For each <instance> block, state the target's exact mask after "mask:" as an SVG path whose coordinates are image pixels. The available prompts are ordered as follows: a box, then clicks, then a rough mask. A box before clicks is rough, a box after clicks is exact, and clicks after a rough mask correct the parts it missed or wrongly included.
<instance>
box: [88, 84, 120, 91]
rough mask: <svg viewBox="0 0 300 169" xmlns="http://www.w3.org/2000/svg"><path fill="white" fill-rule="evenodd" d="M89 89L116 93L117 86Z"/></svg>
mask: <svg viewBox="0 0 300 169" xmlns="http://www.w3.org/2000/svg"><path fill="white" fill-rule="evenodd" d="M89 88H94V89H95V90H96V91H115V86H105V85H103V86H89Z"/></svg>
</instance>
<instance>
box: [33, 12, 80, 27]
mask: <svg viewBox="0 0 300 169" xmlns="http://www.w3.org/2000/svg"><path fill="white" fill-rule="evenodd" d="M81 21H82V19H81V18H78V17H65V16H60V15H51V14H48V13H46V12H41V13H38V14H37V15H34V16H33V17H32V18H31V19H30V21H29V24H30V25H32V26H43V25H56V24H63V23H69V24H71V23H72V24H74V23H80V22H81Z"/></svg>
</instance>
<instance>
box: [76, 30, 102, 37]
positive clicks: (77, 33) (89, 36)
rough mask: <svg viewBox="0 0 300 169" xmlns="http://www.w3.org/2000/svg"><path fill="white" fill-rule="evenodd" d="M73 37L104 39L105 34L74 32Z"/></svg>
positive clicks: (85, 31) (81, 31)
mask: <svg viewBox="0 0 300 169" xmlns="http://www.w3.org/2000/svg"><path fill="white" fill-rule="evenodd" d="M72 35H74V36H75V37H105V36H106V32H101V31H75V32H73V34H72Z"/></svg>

Task directions: Your task is to restate, word for word, the lines from the beginning of the records to the line with "positive clicks: (77, 33) (89, 36)", inclusive.

Result of the task:
For each <instance> block, state the target's exact mask after "mask:" as an SVG path whose coordinates are image pixels. The available prompts are ordered as follows: a box, then clicks, then a rough mask. A box before clicks is rough, a box after clicks is exact, and clicks after a rough mask correct the parts it missed or wrongly included.
<instance>
box: [88, 84, 120, 91]
rough mask: <svg viewBox="0 0 300 169" xmlns="http://www.w3.org/2000/svg"><path fill="white" fill-rule="evenodd" d="M89 89L116 93L117 86Z"/></svg>
mask: <svg viewBox="0 0 300 169" xmlns="http://www.w3.org/2000/svg"><path fill="white" fill-rule="evenodd" d="M89 88H94V89H95V90H96V91H115V86H105V85H103V86H89Z"/></svg>
</instance>
<instance>
box: [33, 12, 80, 27]
mask: <svg viewBox="0 0 300 169" xmlns="http://www.w3.org/2000/svg"><path fill="white" fill-rule="evenodd" d="M81 21H82V19H81V18H78V17H65V16H60V15H51V14H48V13H46V12H41V13H38V14H37V15H34V16H33V17H32V18H31V19H30V21H29V24H30V25H32V26H43V25H56V24H63V23H69V24H71V23H72V24H74V23H80V22H81Z"/></svg>
</instance>
<instance>
box: [76, 30, 102, 37]
positive clicks: (77, 33) (89, 36)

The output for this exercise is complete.